### [Petunjuk]
Apakah setiap pernyataan berikut sesuai dengan bacaan tentang Pura Samuan Tiga? Jawab ya atau tidak, lalu kutip kata-kata bacaan yang menentukan jawaban. (a) Pura Samuan Tiga menjadi Cagar Budaya Nasional sejak tahun 1992. (b) Menurut I Wayan Patera, pura ini dahulu disebut Pura Gunung Agung. (c) Makna Samua Tiga adalah penyatuan berbagai perbedaan menjadi lima klasifikasi utama.

___ Bacaan ___

Ri masa ika hana malih hakyangan kang maka ngaran kahyangan Samuantiga, Ika maka cihna mwah genah ira kang para Dewa-Dewata Bhatara-Bhatari, Mwah kang para Resi ika makabehan paum duking masa ika, Kang ingaranan pura Samuantiga ri mangke".
Pada masa itu terdapat kahyangan (tempat suci) yang bernama Kahyangan Sarnuantiga, itu sebagai tanda dan tempat dimana para Dewa dan Dewata, Bhatara-Bhatari,Juga para Rsi (Pendeta) seluruhnya rapat (musyawarah) pada masa itu, dinamai pura Sarnuantiga sampai sekarang.
Pura Samuan Tiga merupakan Pura Kahyangan Jagat yang sekaligus merupakan Cagar Budaya Nasional semenjak tahun 1992. Sebagai suaka peninggalan sejarah dan purbakala dari jaman kerajaan Bedahulu (Bedulu). Menurut I Wayan Patera, salah satu pengempon pura, Pura ini dahulu di sebut juga dengan Pura Gunung Goak. Asal muasal kata Pura Samuan Tiga juga bermakna Samua Tiga, penyatuan dari berbagai perbedaan bentuk, fungsi dan makna terkait pura yang ada di seluruh Bali, menjadi tiga klasifikasi utama.

___ Bahan ___

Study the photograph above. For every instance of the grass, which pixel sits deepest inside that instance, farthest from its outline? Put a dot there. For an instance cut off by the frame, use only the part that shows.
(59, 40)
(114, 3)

___

### [Jawaban Tertulis]
(a) Ya: "merupakan Cagar Budaya Nasional semenjak tahun 1992"
(b) Tidak: "Pura ini dahulu di sebut juga dengan Pura Gunung Goak"
(c) Tidak: "menjadi tiga klasifikasi utama"